::: Extracted text

# Tasco 3mp trail cam homemade security box



## deerhunter44mag (Jul 28, 2009)

Hey guys, I just got the $50 dollar tasco camera for christmas and was wondering if anyone had any ideas on a security box for this camera and rigging an external battery to it. Anything would be greatly appreciated.


----------



## deerhunter44mag (Jul 28, 2009)

come on, no replies.


----------



## antler fool (Aug 23, 2010)

Check out chasingame. com, lot's of idea's on that site. They have forum's running for camera security and also modifications.


----------



## dustyvarmint (Dec 22, 2005)

Not sure what size that thing is, but two options that come to mind on the economical side. *More pics here on my blog.*

Ammo Box









Air Conditioner Electrical Cut Off Box 









happy hunting, dv


----------



## jalopyspeed (Apr 16, 2010)

::::::
::: Dataset content

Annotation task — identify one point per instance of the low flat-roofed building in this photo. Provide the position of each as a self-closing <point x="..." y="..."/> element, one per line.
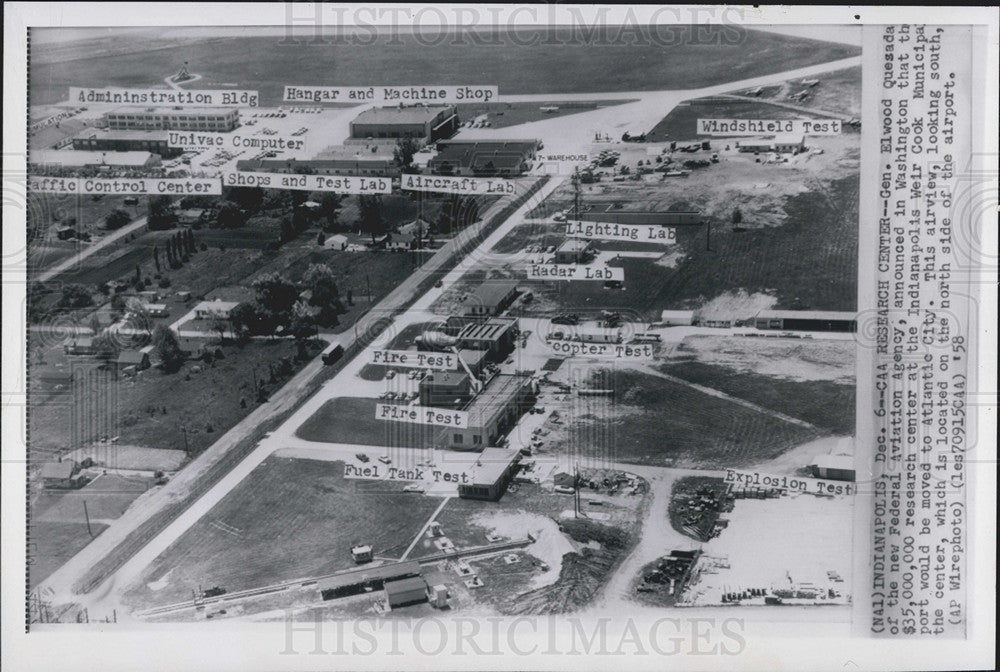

::::::

Problems and tasks ▸
1. Retype the trail camera thread word for word from "Check out chasingame." to "(Dec 22, 2005)".
2. Write the next part of the thread about a security box for the Tasco trail camera, picking up after its final line.
The material stands apart from the trail camera thread.

Expected outputs ▸
1.
Check out chasingame. com, lot's of idea's on that site. They have forum's running for camera security and also modifications.


----------



## dustyvarmint (Dec 22, 2005)

2.
Well if you can weld and have access to a shop of some sort then you can do what I did for my Truthcam and just scale it down and use thinner material too...


----------



## TargetShooter2 (Dec 10, 2010)

[QUOTE







[/QUOTE]

do you think 3/8 is thick enough:smile:


----------



## jalopyspeed (Apr 16, 2010)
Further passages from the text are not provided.